| SELECTED TEXT |
#####

Even relatively mainstream capitalist schools like Cartalism (aka Modern Monetary Theory) cannot get a hearing, despite the fact that their conclusions have not been invalidated, they are just politically inconvenient to the ruling class (government is not ‘revenue constrained’ – the money it spends into the economy comes back to it in the form of taxes so long as there are real resources to be utilized; government debt is the private sector surplus and vice-versa)

And then there were economic historians like the late Karl Polanyi and Eric Hobsbawm. Polanyi, for example, argued that:
Contrary to libertarian economists from Adam Smith to Hayek, Polanyi argued, there was nothing “natural” about the free market. Primitive economies were built on social obligations. Modern commercial society depended on “deliberate State action” by and for elites. “Laissez-faire” he writes, savoring the oxymoron, “was planned.”

Libertarian economists, who treat the market as universal—disengaged from local cultures and historic time—are fanatics whose ideas end in tragedy. Their prescription means “no less than the running of society as an adjunct to the market. Instead of economy being embedded in social relations, social relations are embedded in the economic system.”
Whereas Hobsbawm, a renowned Marxist historian whose views moderated over time, wrote:
"Impotence therefore faces both those who believe in what amounts to a pure, stateless, market capitalism, a sort of international bourgeois anarchism, and those who believe in a planned socialism uncontaminated by private profit-seeking. Both are bankrupt. The future, like the present and the past, belongs to mixed economies in which public and private are braided together in one way or another. But how? That is the problem for everybody today, but especially for people on the left."

#####

Dataset rows
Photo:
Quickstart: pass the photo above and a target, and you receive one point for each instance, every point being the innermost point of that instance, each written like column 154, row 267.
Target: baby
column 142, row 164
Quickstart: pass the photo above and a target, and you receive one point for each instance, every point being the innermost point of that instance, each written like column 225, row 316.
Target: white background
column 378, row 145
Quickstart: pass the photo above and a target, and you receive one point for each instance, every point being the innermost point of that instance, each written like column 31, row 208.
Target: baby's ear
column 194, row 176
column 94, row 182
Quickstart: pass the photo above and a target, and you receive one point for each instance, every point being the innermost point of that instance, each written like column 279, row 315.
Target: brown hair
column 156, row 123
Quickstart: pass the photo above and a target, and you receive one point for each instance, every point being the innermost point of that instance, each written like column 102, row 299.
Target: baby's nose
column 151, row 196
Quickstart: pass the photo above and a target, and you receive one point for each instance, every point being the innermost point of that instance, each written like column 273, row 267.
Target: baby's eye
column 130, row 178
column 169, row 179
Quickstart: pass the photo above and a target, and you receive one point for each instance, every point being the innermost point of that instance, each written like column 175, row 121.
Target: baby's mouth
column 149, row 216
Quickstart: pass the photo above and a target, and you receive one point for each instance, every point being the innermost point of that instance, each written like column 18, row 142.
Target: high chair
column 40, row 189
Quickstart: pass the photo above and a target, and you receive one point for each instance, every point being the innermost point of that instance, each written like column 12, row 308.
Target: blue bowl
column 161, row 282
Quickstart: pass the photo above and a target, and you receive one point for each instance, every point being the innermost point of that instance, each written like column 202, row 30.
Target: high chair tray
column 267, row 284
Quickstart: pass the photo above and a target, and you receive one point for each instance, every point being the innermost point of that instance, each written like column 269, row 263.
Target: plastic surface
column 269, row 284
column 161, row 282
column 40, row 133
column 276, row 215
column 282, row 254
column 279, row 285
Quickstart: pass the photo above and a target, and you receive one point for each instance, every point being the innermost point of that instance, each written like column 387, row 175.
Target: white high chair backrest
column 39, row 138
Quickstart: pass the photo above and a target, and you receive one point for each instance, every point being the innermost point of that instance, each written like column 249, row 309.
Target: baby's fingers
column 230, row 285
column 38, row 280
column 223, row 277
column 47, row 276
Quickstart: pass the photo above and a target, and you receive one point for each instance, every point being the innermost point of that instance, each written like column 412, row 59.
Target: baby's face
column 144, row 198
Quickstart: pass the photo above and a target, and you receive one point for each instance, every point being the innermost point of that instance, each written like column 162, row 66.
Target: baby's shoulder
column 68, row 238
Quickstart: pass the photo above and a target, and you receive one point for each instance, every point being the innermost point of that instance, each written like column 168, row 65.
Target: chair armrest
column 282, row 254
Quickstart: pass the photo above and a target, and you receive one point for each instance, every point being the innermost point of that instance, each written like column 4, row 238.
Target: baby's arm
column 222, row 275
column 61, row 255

#####

Reproduce the passage on economic thought in full, word for word. The rows are not needed for what follows.

| REPLY |
Even relatively mainstream capitalist schools like Cartalism (aka Modern Monetary Theory) cannot get a hearing, despite the fact that their conclusions have not been invalidated, they are just politically inconvenient to the ruling class (government is not ‘revenue constrained’ – the money it spends into the economy comes back to it in the form of taxes so long as there are real resources to be utilized; government debt is the private sector surplus and vice-versa)

And then there were economic historians like the late Karl Polanyi and Eric Hobsbawm. Polanyi, for example, argued that:
Contrary to libertarian economists from Adam Smith to Hayek, Polanyi argued, there was nothing “natural” about the free market. Primitive economies were built on social obligations. Modern commercial society depended on “deliberate State action” by and for elites. “Laissez-faire” he writes, savoring the oxymoron, “was planned.”

Libertarian economists, who treat the market as universal—disengaged from local cultures and historic time—are fanatics whose ideas end in tragedy. Their prescription means “no less than the running of society as an adjunct to the market. Instead of economy being embedded in social relations, social relations are embedded in the economic system.”
Whereas Hobsbawm, a renowned Marxist historian whose views moderated over time, wrote:
"Impotence therefore faces both those who believe in what amounts to a pure, stateless, market capitalism, a sort of international bourgeois anarchism, and those who believe in a planned socialism uncontaminated by private profit-seeking. Both are bankrupt. The future, like the present and the past, belongs to mixed economies in which public and private are braided together in one way or another. But how? That is the problem for everybody today, but especially for people on the left."